**EXERCISE**
In the passage on the COSTA dataset, replace "benchmark" with "reference" and write out the part that begins at the words "Unlike real-field operational" and ends after "learning implementation [17].".

The COSTA dataset includes a network of approximately 447 synthetic wells distributed across a three-dimensional carbonate reservoir model. Machine learning samples are typically derived as depth-indexed observations along wells or as grid cell-level extractions from the reservoir grid, yielding thousands of usable instances depending on task definition and sampling resolution. The dataset comprises synthetic subsurface variables—including porosity, permeability, water saturation, and facies—generated through numerical geological and petrophysical modeling.
Unlike real-field operational datasets, COSTA does not include measured production rates, pressure, or temperature time series, SCADA/control signals, or seismic surveys, which reflects its role as a controlled reservoir-modeling benchmark rather than an instrumented field dataset [17]. All variables are generated within a numerical modeling framework, ensuring internal consistency and complete labeling, while deliberately omitting measurement noise and operational disturbances. This design makes COSTA valuable for controlled experimentation, algorithm comparison, and sensitivity analysis, but limits its direct applicability to operational field conditions. Consequently, COSTA should be regarded as a complementary benchmark for method development and conceptual validation, rather than as a substitute for real-field machine learning implementation [17].

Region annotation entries
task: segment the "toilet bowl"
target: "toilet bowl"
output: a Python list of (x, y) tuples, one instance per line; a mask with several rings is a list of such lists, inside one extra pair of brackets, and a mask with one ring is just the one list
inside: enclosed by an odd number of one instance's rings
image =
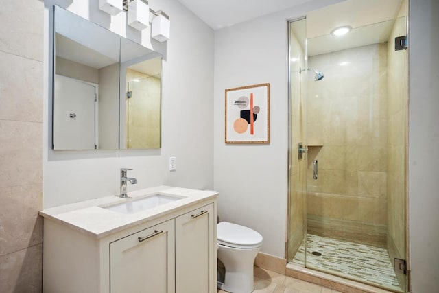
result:
[(218, 259), (226, 269), (218, 288), (233, 293), (253, 292), (253, 263), (262, 235), (244, 226), (221, 222), (217, 226)]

**IN RESPONSE**
Unlike real-field operational datasets, COSTA does not include measured production rates, pressure, or temperature time series, SCADA/control signals, or seismic surveys, which reflects its role as a controlled reservoir-modeling reference rather than an instrumented field dataset [17]. All variables are generated within a numerical modeling framework, ensuring internal consistency and complete labeling, while deliberately omitting measurement noise and operational disturbances. This design makes COSTA valuable for controlled experimentation, algorithm comparison, and sensitivity analysis, but limits its direct applicability to operational field conditions. Consequently, COSTA should be regarded as a complementary reference for method development and conceptual validation, rather than as a substitute for real-field machine learning implementation [17].